=== Source passage ===
______________________________

The mood on his campaign has shifted with some of Fleet Street's larger guns opening up in his favour. And success changes everything. If he can halve public support for 42-day detention without charge, he'll be a hero (the lustre of which will make David Cameron shine the brighter). It will all be worth it, if only to see Gordon's one popular policy turn to ashes in his hands.
The PM stood in front of the flag and gave a speech on liberty again, yesterday. I didn't fancy it, any more than David Irving on the Holocaust.
No, health. Co-payments. Should patients be allowed to top up their medication with private drugs? Or would that, as Clive Efford argued, create "a lottery" in cancer care? Alan Johnson said yes. He'd set up a review to examine these questions but essentially it was a yes. A masterly answer. His review would take into account patient choice and patient empowerment while ignoring ability to pay. A yes to everyone. It's a tough, long-term decision.
Question time isn't the place for questions like that. The state is very hard pressed to answer personal questions. Look: You have a terminal disease. Certain expensive drugs may extend your life. Do you impoverish your family to buy the time, or do you go out with the tide and leave them behind in comfort? Every family, every individual approaches that question differently.

______________________________

=== Data shown ===
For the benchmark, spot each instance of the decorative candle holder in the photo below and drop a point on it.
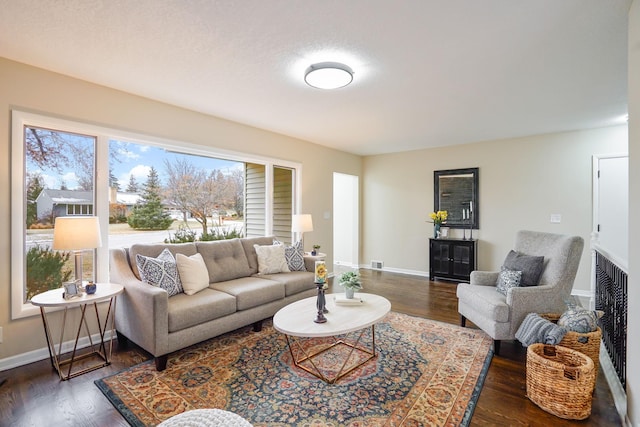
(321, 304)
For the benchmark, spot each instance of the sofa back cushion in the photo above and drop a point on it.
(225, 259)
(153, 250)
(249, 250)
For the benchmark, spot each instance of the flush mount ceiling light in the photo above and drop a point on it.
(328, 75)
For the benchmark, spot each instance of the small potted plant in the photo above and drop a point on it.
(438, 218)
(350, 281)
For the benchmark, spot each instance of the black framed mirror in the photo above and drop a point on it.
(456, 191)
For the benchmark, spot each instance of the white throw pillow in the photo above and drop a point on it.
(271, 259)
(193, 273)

______________________________

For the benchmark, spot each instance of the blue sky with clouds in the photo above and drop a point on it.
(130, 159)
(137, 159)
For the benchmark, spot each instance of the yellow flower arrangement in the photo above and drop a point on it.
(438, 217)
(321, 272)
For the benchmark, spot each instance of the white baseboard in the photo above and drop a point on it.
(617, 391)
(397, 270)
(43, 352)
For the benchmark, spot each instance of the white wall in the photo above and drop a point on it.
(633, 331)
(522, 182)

______________________________

=== Prompt A ===
In the passage, can you rewrite the paragraph beginning "No, health. Co-payments." as a short bulleted list that keeps its main facts?
=== Prompt B ===
Answer these questions about the passage:
(i) What will the campaigner be if he can halve public support for 42-day detention without charge?
(ii) Where did the PM stand when he gave his speech on liberty?
(iii) Who argued that co-payments would create "a lottery" in cancer care?

=== Your solution A ===
- The issue was health co-payments: whether patients should be allowed to top up their medication with private drugs.
- Clive Efford argued that this would create "a lottery" in cancer care.
- Alan Johnson set up a review of these questions, but his answer was essentially yes.
- His review would consider patient choice and patient empowerment while ignoring ability to pay.
- The decision is described as a tough, long-term one.

=== Your solution B ===
(i) A hero.
(ii) In front of the flag.
(iii) Clive Efford.